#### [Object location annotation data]
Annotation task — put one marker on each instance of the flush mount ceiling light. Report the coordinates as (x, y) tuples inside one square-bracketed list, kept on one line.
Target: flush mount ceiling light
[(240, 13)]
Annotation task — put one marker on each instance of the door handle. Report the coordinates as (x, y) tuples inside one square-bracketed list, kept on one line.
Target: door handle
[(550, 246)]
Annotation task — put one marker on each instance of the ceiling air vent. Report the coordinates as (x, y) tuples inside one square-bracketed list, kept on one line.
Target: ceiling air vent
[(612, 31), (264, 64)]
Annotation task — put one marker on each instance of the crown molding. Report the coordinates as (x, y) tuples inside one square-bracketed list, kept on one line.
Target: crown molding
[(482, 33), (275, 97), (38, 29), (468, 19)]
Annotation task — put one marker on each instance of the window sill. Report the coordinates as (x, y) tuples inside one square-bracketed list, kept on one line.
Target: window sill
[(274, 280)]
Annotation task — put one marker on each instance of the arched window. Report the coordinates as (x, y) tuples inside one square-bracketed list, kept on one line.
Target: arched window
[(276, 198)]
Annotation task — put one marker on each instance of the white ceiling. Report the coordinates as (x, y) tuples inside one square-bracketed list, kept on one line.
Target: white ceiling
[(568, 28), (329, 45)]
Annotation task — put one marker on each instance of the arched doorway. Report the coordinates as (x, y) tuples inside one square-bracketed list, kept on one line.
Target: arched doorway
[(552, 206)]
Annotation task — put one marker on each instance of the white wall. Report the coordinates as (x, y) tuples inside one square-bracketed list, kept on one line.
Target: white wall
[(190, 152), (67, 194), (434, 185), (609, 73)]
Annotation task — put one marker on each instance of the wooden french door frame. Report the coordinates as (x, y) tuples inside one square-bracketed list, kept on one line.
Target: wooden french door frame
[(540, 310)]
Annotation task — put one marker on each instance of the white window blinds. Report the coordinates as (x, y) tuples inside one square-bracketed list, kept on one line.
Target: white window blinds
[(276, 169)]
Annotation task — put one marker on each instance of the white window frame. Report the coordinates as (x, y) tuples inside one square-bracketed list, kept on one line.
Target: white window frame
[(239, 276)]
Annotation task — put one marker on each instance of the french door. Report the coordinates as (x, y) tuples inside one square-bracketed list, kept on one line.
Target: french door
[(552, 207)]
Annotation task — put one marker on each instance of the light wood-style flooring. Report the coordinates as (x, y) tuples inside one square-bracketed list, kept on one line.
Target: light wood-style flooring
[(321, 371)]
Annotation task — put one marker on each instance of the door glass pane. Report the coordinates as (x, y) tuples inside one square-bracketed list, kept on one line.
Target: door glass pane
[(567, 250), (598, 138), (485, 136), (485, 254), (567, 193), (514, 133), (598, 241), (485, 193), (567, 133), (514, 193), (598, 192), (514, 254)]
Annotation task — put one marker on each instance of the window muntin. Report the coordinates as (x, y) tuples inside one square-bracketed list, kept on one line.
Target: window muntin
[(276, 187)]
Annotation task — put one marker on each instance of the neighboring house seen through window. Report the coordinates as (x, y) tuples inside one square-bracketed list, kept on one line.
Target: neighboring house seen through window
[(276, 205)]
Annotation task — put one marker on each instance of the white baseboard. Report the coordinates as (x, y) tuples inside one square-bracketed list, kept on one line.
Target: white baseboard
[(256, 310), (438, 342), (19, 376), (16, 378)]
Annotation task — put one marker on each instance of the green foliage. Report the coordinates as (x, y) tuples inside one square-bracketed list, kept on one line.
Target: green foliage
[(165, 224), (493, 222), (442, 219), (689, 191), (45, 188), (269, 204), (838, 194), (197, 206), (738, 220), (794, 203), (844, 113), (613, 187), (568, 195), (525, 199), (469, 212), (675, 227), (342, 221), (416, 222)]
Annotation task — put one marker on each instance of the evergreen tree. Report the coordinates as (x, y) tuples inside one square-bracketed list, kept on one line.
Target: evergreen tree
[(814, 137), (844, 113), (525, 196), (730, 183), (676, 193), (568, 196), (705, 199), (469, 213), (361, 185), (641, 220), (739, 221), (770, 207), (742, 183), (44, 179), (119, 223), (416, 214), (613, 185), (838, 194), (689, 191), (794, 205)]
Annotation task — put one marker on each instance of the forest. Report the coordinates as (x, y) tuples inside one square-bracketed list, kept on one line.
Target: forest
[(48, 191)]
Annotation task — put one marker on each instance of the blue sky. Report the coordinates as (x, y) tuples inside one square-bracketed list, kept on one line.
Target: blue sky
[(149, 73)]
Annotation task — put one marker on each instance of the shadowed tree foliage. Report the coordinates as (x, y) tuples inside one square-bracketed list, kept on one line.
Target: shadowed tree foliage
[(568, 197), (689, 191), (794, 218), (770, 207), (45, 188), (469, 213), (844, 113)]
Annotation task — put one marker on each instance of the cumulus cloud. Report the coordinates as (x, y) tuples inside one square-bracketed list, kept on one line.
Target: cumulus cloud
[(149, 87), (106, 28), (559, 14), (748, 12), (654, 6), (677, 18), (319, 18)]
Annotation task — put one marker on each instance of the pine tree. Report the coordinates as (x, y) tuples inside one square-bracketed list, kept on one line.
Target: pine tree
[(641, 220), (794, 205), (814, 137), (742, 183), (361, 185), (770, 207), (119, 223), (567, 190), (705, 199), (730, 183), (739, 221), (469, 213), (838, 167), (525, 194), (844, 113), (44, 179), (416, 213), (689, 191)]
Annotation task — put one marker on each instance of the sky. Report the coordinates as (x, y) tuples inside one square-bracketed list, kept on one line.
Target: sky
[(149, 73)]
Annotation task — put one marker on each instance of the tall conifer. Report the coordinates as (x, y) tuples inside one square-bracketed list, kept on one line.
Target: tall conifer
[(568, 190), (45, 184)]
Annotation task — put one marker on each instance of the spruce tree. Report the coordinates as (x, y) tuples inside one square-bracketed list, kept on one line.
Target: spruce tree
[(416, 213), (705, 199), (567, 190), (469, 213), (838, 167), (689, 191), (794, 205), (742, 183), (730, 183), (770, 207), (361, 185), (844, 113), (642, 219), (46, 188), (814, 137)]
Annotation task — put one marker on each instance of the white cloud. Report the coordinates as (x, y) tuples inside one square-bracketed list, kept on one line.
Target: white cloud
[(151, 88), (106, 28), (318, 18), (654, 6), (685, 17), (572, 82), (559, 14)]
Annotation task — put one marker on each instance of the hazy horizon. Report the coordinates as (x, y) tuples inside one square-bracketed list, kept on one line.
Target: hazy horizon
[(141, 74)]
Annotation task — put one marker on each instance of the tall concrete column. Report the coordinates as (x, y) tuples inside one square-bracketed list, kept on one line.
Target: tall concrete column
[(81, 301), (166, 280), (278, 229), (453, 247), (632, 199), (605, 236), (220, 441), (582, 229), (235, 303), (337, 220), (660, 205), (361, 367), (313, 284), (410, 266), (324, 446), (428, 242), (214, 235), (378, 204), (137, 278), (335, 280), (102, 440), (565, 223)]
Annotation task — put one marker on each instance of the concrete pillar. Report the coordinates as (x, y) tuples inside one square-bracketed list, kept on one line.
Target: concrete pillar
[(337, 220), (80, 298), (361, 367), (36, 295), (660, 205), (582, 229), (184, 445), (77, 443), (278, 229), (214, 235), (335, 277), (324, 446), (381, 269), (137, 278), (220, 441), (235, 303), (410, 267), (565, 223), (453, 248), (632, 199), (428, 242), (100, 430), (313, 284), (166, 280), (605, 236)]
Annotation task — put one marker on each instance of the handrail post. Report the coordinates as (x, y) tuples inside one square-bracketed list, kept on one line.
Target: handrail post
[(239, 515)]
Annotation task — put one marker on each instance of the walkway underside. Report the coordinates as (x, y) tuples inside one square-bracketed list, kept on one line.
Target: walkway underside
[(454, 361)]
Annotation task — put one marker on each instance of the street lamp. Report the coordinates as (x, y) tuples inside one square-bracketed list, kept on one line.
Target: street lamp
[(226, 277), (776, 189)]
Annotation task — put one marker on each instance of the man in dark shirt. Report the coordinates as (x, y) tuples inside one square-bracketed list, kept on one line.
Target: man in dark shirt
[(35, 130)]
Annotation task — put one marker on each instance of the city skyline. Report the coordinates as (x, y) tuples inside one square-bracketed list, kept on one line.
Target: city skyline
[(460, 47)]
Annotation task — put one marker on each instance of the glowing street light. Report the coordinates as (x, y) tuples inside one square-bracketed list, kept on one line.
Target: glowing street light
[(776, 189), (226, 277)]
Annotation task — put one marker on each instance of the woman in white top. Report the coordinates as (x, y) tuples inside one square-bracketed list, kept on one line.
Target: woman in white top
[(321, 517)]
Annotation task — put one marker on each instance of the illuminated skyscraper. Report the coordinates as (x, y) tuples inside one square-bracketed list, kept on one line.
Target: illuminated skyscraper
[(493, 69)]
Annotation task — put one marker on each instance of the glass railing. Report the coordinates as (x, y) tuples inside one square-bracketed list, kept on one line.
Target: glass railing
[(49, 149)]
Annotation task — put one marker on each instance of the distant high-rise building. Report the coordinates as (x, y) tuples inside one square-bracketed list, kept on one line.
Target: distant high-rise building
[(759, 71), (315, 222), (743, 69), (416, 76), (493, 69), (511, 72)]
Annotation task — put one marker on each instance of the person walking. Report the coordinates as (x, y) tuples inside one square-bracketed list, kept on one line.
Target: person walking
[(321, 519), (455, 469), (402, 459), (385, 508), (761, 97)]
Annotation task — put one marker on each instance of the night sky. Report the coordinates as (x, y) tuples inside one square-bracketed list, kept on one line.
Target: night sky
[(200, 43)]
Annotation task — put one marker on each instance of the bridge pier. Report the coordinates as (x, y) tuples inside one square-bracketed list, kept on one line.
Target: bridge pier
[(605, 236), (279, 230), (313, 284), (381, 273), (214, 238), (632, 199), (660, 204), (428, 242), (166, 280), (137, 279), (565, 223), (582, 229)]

#### [What you should do]
Turn the material from the line containing "the window muntin." through the line containing "[(276, 205)]" into a numbered list, omitting any blank lines.

#### [Worked solution]
1. Annotation task — put one marker on each instance of the window muntin. Report the coordinates as (x, y) tuples inside one square-bracketed list, kept on one line.
2. Target: window muntin
3. [(276, 187)]
4. Annotation task — put one marker on each instance of the neighboring house seen through window. Report the coordinates as (x, y) tuples inside one square-bracketed list, kept on one line.
5. Target: neighboring house seen through window
6. [(276, 205)]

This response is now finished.